• _Saved data entries_:

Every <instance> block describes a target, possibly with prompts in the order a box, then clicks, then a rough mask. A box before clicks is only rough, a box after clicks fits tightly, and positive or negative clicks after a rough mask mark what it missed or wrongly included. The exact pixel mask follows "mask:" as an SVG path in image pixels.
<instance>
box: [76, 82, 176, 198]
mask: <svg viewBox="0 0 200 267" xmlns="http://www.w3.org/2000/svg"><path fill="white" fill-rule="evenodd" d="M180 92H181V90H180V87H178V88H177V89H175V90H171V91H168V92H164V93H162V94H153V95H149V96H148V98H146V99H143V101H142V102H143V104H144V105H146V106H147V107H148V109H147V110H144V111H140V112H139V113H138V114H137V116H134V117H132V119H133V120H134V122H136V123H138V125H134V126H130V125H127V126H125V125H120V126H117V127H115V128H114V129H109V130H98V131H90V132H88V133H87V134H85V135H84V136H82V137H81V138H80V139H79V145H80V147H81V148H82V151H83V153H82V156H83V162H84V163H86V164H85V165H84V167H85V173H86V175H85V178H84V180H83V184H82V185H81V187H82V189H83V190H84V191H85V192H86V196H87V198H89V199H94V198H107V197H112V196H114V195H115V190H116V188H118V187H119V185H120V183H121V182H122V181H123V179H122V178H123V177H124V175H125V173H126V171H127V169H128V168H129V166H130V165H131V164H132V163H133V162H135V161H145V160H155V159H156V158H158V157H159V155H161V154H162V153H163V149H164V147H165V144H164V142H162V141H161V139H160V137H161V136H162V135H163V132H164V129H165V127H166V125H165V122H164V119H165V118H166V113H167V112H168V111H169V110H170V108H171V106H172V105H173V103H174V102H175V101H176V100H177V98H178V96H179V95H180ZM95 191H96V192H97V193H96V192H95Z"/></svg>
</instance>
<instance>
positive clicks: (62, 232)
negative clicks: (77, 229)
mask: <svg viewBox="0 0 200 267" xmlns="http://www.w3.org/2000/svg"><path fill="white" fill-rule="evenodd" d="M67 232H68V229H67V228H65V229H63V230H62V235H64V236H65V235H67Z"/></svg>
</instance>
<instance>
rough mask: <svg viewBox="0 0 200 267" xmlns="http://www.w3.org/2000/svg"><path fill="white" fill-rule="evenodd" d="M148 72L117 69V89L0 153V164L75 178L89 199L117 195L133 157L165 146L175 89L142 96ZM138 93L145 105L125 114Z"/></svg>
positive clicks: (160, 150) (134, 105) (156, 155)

• _TASK REQUIREMENTS_:
Reproduce each line of the records in which the string "positive" appears.

• _EXERCISE SOLUTION_:
Every <instance> block describes a target, possibly with prompts in the order a box, then clicks, then a rough mask. A box before clicks is only rough, a box after clicks fits tightly, and positive or negative clicks after a rough mask mark what it missed or wrongly included. The exact pixel mask follows "mask:" as an SVG path in image pixels.
positive clicks: (62, 232)
positive clicks: (160, 150) (134, 105) (156, 155)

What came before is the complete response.